**INSTRUCTIONS FOR THE TASK:** Once the line containing "Target: blue sky" is found in the entries below, restate it and each following line word for word, stopping after the line containing "Target: ornate cornice".
-- PROVIDED ENTRIES follows --
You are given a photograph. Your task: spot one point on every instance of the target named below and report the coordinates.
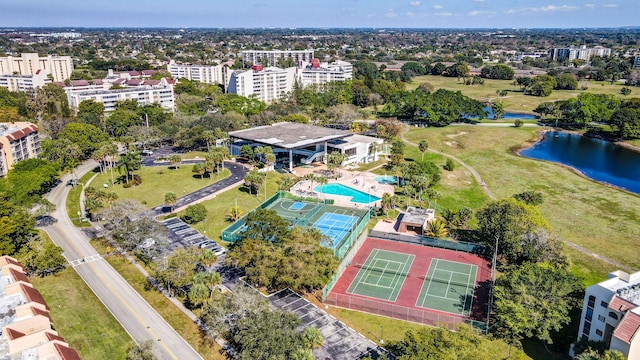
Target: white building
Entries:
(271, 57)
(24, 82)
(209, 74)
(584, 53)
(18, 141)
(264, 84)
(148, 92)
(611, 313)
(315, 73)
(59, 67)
-- PROVIDED ENTRIES concluded --
-- PROVIDED ENTRIES follows --
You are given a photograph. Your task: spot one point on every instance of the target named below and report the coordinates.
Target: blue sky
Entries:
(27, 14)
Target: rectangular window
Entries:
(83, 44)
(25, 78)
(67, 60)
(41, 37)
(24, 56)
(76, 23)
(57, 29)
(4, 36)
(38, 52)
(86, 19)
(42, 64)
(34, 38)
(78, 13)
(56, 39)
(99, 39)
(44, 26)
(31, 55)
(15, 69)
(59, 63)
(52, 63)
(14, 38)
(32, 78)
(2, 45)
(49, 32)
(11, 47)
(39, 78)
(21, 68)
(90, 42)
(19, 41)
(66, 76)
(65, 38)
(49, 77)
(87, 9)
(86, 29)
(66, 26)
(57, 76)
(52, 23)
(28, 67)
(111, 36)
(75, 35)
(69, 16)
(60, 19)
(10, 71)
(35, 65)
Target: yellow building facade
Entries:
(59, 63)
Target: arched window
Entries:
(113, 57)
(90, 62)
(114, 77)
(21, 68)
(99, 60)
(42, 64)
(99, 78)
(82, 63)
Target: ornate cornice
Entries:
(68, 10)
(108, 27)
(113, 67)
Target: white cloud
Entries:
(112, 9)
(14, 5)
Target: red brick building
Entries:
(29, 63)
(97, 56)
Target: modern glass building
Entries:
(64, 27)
-- PROVIDED ENTRIES concluded --
-- PROVIDED ENTRIES follows --
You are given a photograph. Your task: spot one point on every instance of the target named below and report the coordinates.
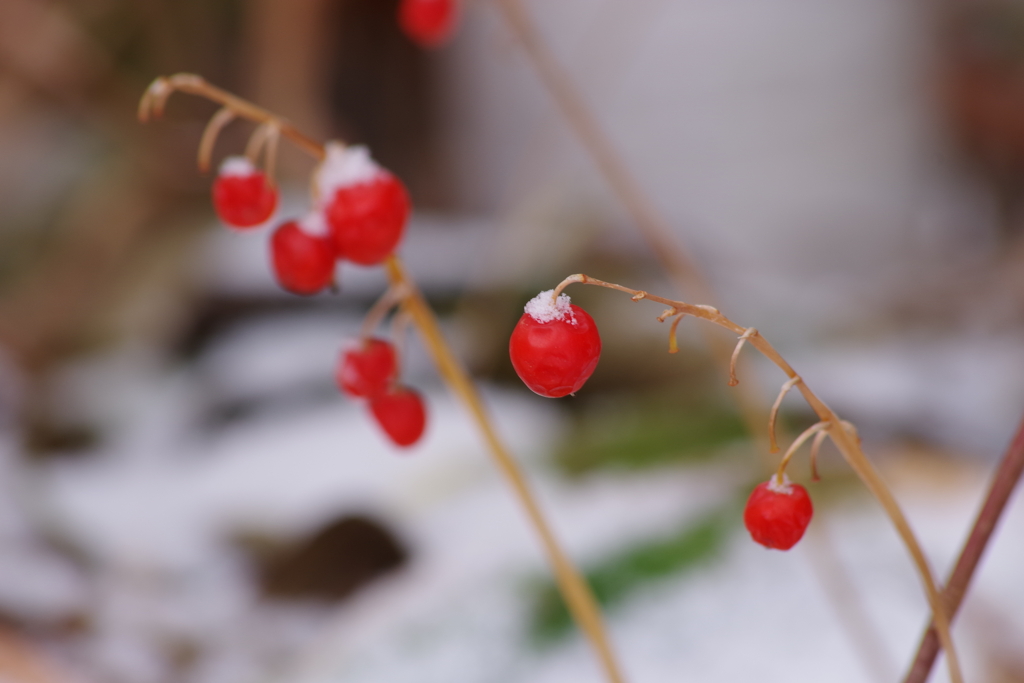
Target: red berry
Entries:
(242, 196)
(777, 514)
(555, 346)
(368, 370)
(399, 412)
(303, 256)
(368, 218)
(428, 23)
-- PROVIDED ENTRIES concluded --
**WRITTEN RESPONSE:**
Target: blue sky
Entries:
(27, 14)
Target: rectangular window
Entries:
(83, 44)
(25, 78)
(67, 60)
(41, 37)
(24, 56)
(76, 23)
(57, 29)
(4, 36)
(38, 52)
(86, 19)
(42, 64)
(34, 38)
(78, 13)
(56, 39)
(99, 39)
(44, 26)
(31, 55)
(15, 69)
(59, 63)
(52, 63)
(14, 38)
(32, 78)
(2, 45)
(49, 32)
(11, 47)
(39, 78)
(21, 68)
(90, 42)
(19, 41)
(66, 76)
(65, 38)
(49, 77)
(87, 9)
(86, 29)
(66, 26)
(57, 76)
(52, 23)
(28, 67)
(111, 36)
(75, 35)
(69, 16)
(60, 19)
(10, 71)
(35, 65)
Target: yellow building facade
Entries:
(59, 63)
Target: arched window
Entries:
(113, 57)
(90, 62)
(114, 77)
(21, 68)
(99, 60)
(42, 64)
(99, 78)
(82, 63)
Target: ornate cornice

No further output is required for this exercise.